### WHAT THIS TASK INVOLVES
Find the line with "Please determine if any bridge stone". Repeat it and each line after it, exactly, down to the end of the records below.

= = = = =

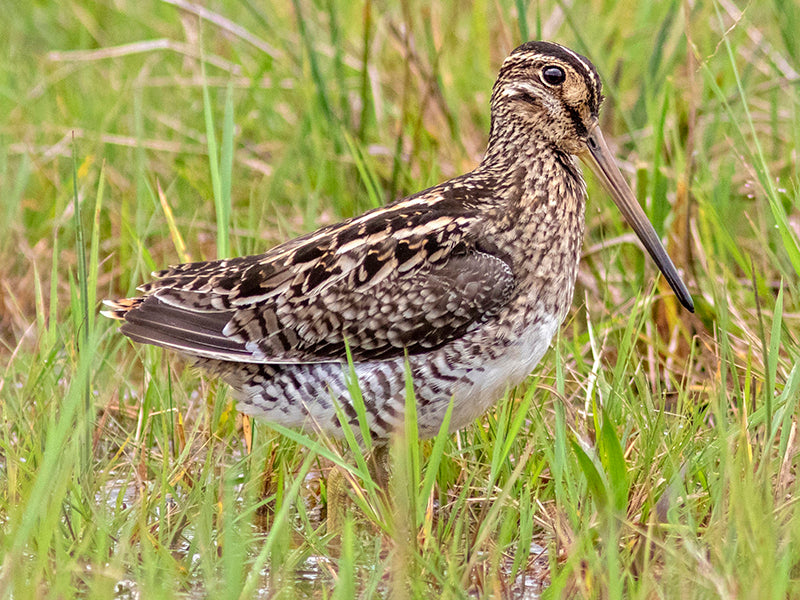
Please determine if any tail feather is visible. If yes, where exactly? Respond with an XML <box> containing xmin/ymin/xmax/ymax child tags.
<box><xmin>105</xmin><ymin>295</ymin><xmax>254</xmax><ymax>362</ymax></box>
<box><xmin>101</xmin><ymin>297</ymin><xmax>144</xmax><ymax>320</ymax></box>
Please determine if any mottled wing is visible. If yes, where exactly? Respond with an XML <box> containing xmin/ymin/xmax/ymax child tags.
<box><xmin>107</xmin><ymin>197</ymin><xmax>516</xmax><ymax>363</ymax></box>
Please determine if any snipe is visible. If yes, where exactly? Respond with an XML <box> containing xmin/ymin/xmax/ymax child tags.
<box><xmin>104</xmin><ymin>41</ymin><xmax>694</xmax><ymax>441</ymax></box>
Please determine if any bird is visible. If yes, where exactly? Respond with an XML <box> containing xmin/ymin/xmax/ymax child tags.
<box><xmin>104</xmin><ymin>41</ymin><xmax>694</xmax><ymax>444</ymax></box>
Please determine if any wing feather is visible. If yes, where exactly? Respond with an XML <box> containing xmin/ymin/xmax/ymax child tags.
<box><xmin>110</xmin><ymin>189</ymin><xmax>516</xmax><ymax>363</ymax></box>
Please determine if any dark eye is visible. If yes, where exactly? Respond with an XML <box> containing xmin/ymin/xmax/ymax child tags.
<box><xmin>542</xmin><ymin>65</ymin><xmax>566</xmax><ymax>86</ymax></box>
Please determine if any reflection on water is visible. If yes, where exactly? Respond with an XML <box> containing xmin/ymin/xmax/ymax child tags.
<box><xmin>98</xmin><ymin>476</ymin><xmax>545</xmax><ymax>599</ymax></box>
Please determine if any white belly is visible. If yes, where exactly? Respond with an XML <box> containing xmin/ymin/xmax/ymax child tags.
<box><xmin>415</xmin><ymin>314</ymin><xmax>562</xmax><ymax>435</ymax></box>
<box><xmin>230</xmin><ymin>314</ymin><xmax>562</xmax><ymax>439</ymax></box>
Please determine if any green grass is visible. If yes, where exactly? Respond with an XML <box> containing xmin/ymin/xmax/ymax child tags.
<box><xmin>2</xmin><ymin>0</ymin><xmax>800</xmax><ymax>598</ymax></box>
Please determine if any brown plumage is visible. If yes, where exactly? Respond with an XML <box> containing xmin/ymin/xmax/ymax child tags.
<box><xmin>104</xmin><ymin>41</ymin><xmax>693</xmax><ymax>440</ymax></box>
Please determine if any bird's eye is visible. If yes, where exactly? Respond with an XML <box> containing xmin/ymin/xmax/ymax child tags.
<box><xmin>542</xmin><ymin>65</ymin><xmax>566</xmax><ymax>86</ymax></box>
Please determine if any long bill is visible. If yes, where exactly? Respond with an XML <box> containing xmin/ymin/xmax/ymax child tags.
<box><xmin>579</xmin><ymin>125</ymin><xmax>694</xmax><ymax>312</ymax></box>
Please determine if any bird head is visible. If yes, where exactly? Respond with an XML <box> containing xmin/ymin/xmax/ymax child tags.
<box><xmin>490</xmin><ymin>41</ymin><xmax>603</xmax><ymax>154</ymax></box>
<box><xmin>489</xmin><ymin>41</ymin><xmax>694</xmax><ymax>312</ymax></box>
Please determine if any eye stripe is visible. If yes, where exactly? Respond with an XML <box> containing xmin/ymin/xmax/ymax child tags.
<box><xmin>558</xmin><ymin>46</ymin><xmax>602</xmax><ymax>113</ymax></box>
<box><xmin>503</xmin><ymin>41</ymin><xmax>603</xmax><ymax>114</ymax></box>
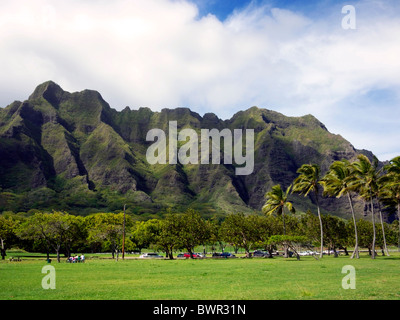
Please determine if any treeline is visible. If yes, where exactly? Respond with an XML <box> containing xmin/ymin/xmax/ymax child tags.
<box><xmin>0</xmin><ymin>209</ymin><xmax>398</xmax><ymax>262</ymax></box>
<box><xmin>1</xmin><ymin>154</ymin><xmax>399</xmax><ymax>262</ymax></box>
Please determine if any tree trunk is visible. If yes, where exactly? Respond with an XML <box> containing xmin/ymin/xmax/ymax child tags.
<box><xmin>377</xmin><ymin>202</ymin><xmax>389</xmax><ymax>256</ymax></box>
<box><xmin>287</xmin><ymin>242</ymin><xmax>300</xmax><ymax>260</ymax></box>
<box><xmin>315</xmin><ymin>191</ymin><xmax>324</xmax><ymax>259</ymax></box>
<box><xmin>282</xmin><ymin>209</ymin><xmax>288</xmax><ymax>258</ymax></box>
<box><xmin>282</xmin><ymin>210</ymin><xmax>287</xmax><ymax>235</ymax></box>
<box><xmin>65</xmin><ymin>247</ymin><xmax>70</xmax><ymax>258</ymax></box>
<box><xmin>46</xmin><ymin>244</ymin><xmax>50</xmax><ymax>260</ymax></box>
<box><xmin>56</xmin><ymin>245</ymin><xmax>61</xmax><ymax>263</ymax></box>
<box><xmin>165</xmin><ymin>245</ymin><xmax>174</xmax><ymax>259</ymax></box>
<box><xmin>0</xmin><ymin>239</ymin><xmax>5</xmax><ymax>260</ymax></box>
<box><xmin>370</xmin><ymin>197</ymin><xmax>376</xmax><ymax>259</ymax></box>
<box><xmin>348</xmin><ymin>193</ymin><xmax>359</xmax><ymax>259</ymax></box>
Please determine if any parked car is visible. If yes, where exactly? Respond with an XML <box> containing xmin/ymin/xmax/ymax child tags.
<box><xmin>183</xmin><ymin>252</ymin><xmax>201</xmax><ymax>258</ymax></box>
<box><xmin>139</xmin><ymin>253</ymin><xmax>164</xmax><ymax>259</ymax></box>
<box><xmin>222</xmin><ymin>252</ymin><xmax>236</xmax><ymax>258</ymax></box>
<box><xmin>253</xmin><ymin>250</ymin><xmax>271</xmax><ymax>257</ymax></box>
<box><xmin>298</xmin><ymin>250</ymin><xmax>318</xmax><ymax>256</ymax></box>
<box><xmin>212</xmin><ymin>252</ymin><xmax>236</xmax><ymax>258</ymax></box>
<box><xmin>322</xmin><ymin>250</ymin><xmax>339</xmax><ymax>256</ymax></box>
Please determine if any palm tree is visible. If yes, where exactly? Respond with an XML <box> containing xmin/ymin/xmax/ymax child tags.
<box><xmin>263</xmin><ymin>184</ymin><xmax>295</xmax><ymax>258</ymax></box>
<box><xmin>292</xmin><ymin>164</ymin><xmax>324</xmax><ymax>258</ymax></box>
<box><xmin>351</xmin><ymin>154</ymin><xmax>380</xmax><ymax>259</ymax></box>
<box><xmin>262</xmin><ymin>184</ymin><xmax>295</xmax><ymax>233</ymax></box>
<box><xmin>383</xmin><ymin>156</ymin><xmax>400</xmax><ymax>251</ymax></box>
<box><xmin>376</xmin><ymin>176</ymin><xmax>390</xmax><ymax>256</ymax></box>
<box><xmin>386</xmin><ymin>156</ymin><xmax>400</xmax><ymax>175</ymax></box>
<box><xmin>321</xmin><ymin>159</ymin><xmax>359</xmax><ymax>258</ymax></box>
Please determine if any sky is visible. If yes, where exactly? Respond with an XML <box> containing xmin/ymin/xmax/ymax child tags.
<box><xmin>0</xmin><ymin>0</ymin><xmax>399</xmax><ymax>161</ymax></box>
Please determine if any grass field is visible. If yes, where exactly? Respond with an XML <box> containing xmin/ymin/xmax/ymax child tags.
<box><xmin>1</xmin><ymin>251</ymin><xmax>400</xmax><ymax>300</ymax></box>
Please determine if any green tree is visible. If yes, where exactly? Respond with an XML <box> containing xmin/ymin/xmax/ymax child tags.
<box><xmin>156</xmin><ymin>215</ymin><xmax>181</xmax><ymax>259</ymax></box>
<box><xmin>0</xmin><ymin>216</ymin><xmax>19</xmax><ymax>260</ymax></box>
<box><xmin>175</xmin><ymin>209</ymin><xmax>210</xmax><ymax>259</ymax></box>
<box><xmin>17</xmin><ymin>211</ymin><xmax>80</xmax><ymax>262</ymax></box>
<box><xmin>206</xmin><ymin>217</ymin><xmax>224</xmax><ymax>253</ymax></box>
<box><xmin>267</xmin><ymin>235</ymin><xmax>308</xmax><ymax>260</ymax></box>
<box><xmin>61</xmin><ymin>214</ymin><xmax>86</xmax><ymax>258</ymax></box>
<box><xmin>321</xmin><ymin>159</ymin><xmax>359</xmax><ymax>258</ymax></box>
<box><xmin>17</xmin><ymin>213</ymin><xmax>51</xmax><ymax>260</ymax></box>
<box><xmin>85</xmin><ymin>212</ymin><xmax>132</xmax><ymax>261</ymax></box>
<box><xmin>220</xmin><ymin>213</ymin><xmax>259</xmax><ymax>257</ymax></box>
<box><xmin>299</xmin><ymin>210</ymin><xmax>320</xmax><ymax>253</ymax></box>
<box><xmin>321</xmin><ymin>214</ymin><xmax>347</xmax><ymax>256</ymax></box>
<box><xmin>262</xmin><ymin>184</ymin><xmax>295</xmax><ymax>235</ymax></box>
<box><xmin>351</xmin><ymin>155</ymin><xmax>380</xmax><ymax>259</ymax></box>
<box><xmin>262</xmin><ymin>184</ymin><xmax>295</xmax><ymax>257</ymax></box>
<box><xmin>253</xmin><ymin>215</ymin><xmax>277</xmax><ymax>256</ymax></box>
<box><xmin>355</xmin><ymin>218</ymin><xmax>374</xmax><ymax>255</ymax></box>
<box><xmin>292</xmin><ymin>164</ymin><xmax>324</xmax><ymax>258</ymax></box>
<box><xmin>131</xmin><ymin>219</ymin><xmax>160</xmax><ymax>253</ymax></box>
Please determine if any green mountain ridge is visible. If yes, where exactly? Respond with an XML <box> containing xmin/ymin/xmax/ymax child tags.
<box><xmin>0</xmin><ymin>81</ymin><xmax>377</xmax><ymax>219</ymax></box>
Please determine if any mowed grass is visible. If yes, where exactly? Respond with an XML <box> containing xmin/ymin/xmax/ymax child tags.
<box><xmin>1</xmin><ymin>253</ymin><xmax>400</xmax><ymax>300</ymax></box>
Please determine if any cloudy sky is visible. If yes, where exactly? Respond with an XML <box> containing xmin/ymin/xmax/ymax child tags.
<box><xmin>1</xmin><ymin>0</ymin><xmax>399</xmax><ymax>161</ymax></box>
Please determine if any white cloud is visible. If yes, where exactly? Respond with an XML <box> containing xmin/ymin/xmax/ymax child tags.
<box><xmin>0</xmin><ymin>0</ymin><xmax>399</xmax><ymax>160</ymax></box>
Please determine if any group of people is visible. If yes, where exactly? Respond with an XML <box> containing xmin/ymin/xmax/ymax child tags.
<box><xmin>67</xmin><ymin>254</ymin><xmax>85</xmax><ymax>263</ymax></box>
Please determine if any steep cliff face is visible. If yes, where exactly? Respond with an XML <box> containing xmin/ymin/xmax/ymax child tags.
<box><xmin>0</xmin><ymin>81</ymin><xmax>374</xmax><ymax>217</ymax></box>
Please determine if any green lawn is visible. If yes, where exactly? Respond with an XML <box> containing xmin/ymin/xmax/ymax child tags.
<box><xmin>1</xmin><ymin>252</ymin><xmax>400</xmax><ymax>300</ymax></box>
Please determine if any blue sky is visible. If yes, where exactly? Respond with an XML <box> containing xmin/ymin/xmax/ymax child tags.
<box><xmin>0</xmin><ymin>0</ymin><xmax>399</xmax><ymax>161</ymax></box>
<box><xmin>191</xmin><ymin>0</ymin><xmax>255</xmax><ymax>20</ymax></box>
<box><xmin>191</xmin><ymin>0</ymin><xmax>350</xmax><ymax>20</ymax></box>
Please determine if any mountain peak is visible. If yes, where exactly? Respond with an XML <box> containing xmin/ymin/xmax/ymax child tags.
<box><xmin>28</xmin><ymin>80</ymin><xmax>65</xmax><ymax>106</ymax></box>
<box><xmin>299</xmin><ymin>114</ymin><xmax>328</xmax><ymax>131</ymax></box>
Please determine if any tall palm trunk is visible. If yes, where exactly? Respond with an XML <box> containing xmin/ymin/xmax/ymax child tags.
<box><xmin>370</xmin><ymin>197</ymin><xmax>376</xmax><ymax>259</ymax></box>
<box><xmin>282</xmin><ymin>208</ymin><xmax>288</xmax><ymax>258</ymax></box>
<box><xmin>348</xmin><ymin>192</ymin><xmax>359</xmax><ymax>259</ymax></box>
<box><xmin>282</xmin><ymin>209</ymin><xmax>287</xmax><ymax>236</ymax></box>
<box><xmin>377</xmin><ymin>202</ymin><xmax>389</xmax><ymax>256</ymax></box>
<box><xmin>315</xmin><ymin>191</ymin><xmax>324</xmax><ymax>258</ymax></box>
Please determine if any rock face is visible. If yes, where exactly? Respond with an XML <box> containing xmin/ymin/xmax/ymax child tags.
<box><xmin>0</xmin><ymin>81</ymin><xmax>377</xmax><ymax>217</ymax></box>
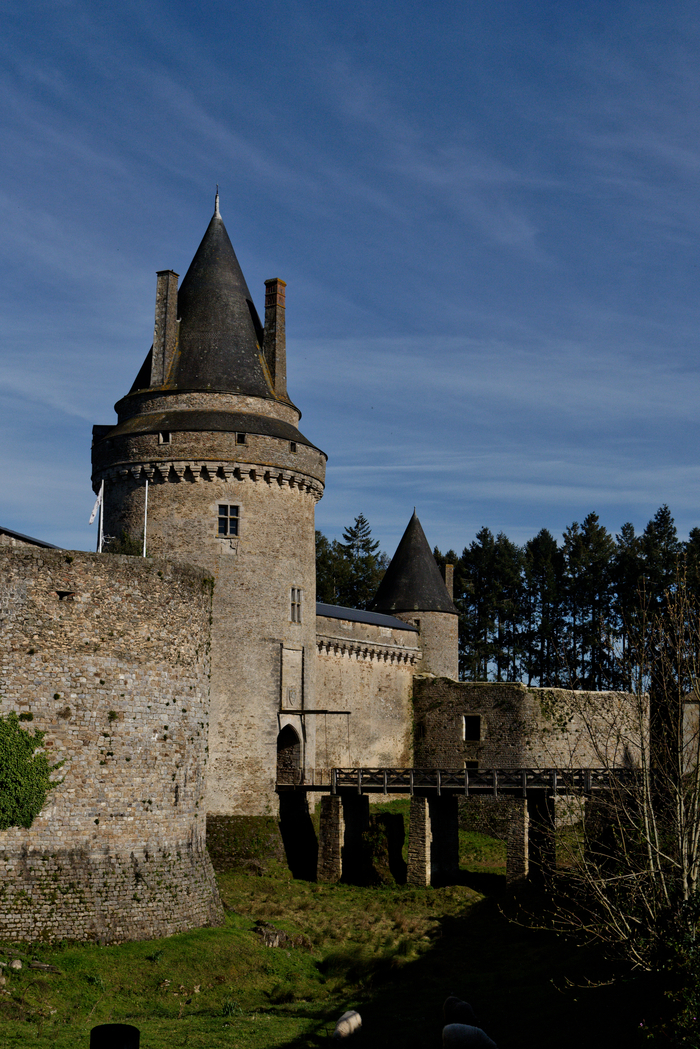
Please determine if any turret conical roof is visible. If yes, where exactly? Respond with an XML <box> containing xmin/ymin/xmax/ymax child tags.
<box><xmin>370</xmin><ymin>512</ymin><xmax>458</xmax><ymax>614</ymax></box>
<box><xmin>130</xmin><ymin>201</ymin><xmax>274</xmax><ymax>398</ymax></box>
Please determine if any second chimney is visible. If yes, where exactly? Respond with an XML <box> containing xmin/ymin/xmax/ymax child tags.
<box><xmin>150</xmin><ymin>270</ymin><xmax>179</xmax><ymax>387</ymax></box>
<box><xmin>263</xmin><ymin>278</ymin><xmax>288</xmax><ymax>400</ymax></box>
<box><xmin>441</xmin><ymin>564</ymin><xmax>455</xmax><ymax>601</ymax></box>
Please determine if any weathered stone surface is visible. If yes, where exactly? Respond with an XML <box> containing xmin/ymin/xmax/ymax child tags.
<box><xmin>0</xmin><ymin>547</ymin><xmax>223</xmax><ymax>941</ymax></box>
<box><xmin>413</xmin><ymin>678</ymin><xmax>645</xmax><ymax>769</ymax></box>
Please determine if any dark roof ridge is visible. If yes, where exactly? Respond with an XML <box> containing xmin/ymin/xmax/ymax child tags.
<box><xmin>370</xmin><ymin>511</ymin><xmax>458</xmax><ymax>614</ymax></box>
<box><xmin>316</xmin><ymin>603</ymin><xmax>419</xmax><ymax>632</ymax></box>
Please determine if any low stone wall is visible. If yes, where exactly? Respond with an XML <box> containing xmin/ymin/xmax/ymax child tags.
<box><xmin>0</xmin><ymin>546</ymin><xmax>223</xmax><ymax>941</ymax></box>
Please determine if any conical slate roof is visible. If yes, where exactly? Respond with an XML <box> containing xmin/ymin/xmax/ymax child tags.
<box><xmin>370</xmin><ymin>512</ymin><xmax>458</xmax><ymax>615</ymax></box>
<box><xmin>131</xmin><ymin>201</ymin><xmax>274</xmax><ymax>398</ymax></box>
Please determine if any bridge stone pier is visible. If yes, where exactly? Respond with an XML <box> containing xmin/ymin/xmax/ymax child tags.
<box><xmin>301</xmin><ymin>767</ymin><xmax>629</xmax><ymax>887</ymax></box>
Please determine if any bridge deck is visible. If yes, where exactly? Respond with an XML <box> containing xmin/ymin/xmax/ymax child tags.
<box><xmin>277</xmin><ymin>766</ymin><xmax>639</xmax><ymax>796</ymax></box>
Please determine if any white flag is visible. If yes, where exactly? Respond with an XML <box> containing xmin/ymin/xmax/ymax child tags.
<box><xmin>89</xmin><ymin>484</ymin><xmax>103</xmax><ymax>525</ymax></box>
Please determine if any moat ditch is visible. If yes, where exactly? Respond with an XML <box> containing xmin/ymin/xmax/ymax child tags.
<box><xmin>0</xmin><ymin>816</ymin><xmax>660</xmax><ymax>1048</ymax></box>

= = = = =

### COMPLETED TASK
Please determine if any bridge stone pier is visible. If yes, where exactly? Respond with an XML <box> containing xmin/ymin/xmax/ymax child tags.
<box><xmin>301</xmin><ymin>767</ymin><xmax>629</xmax><ymax>887</ymax></box>
Please determine if any bridge deck is visible. If yes, where exactly? Respond with an XML <box> containing xmin/ymin/xmax/ymax child tags.
<box><xmin>277</xmin><ymin>766</ymin><xmax>639</xmax><ymax>796</ymax></box>
Please determine if any white flag is visible. If yes, where exactly? Respond with an XML <box> containing xmin/ymin/xmax/ymax child tags.
<box><xmin>89</xmin><ymin>484</ymin><xmax>103</xmax><ymax>525</ymax></box>
Please determine if any moat ditch is visible. If yes, where exactly? Respond with an XML <box> containing xmin/ymin/xmax/ymax child tags.
<box><xmin>0</xmin><ymin>816</ymin><xmax>660</xmax><ymax>1048</ymax></box>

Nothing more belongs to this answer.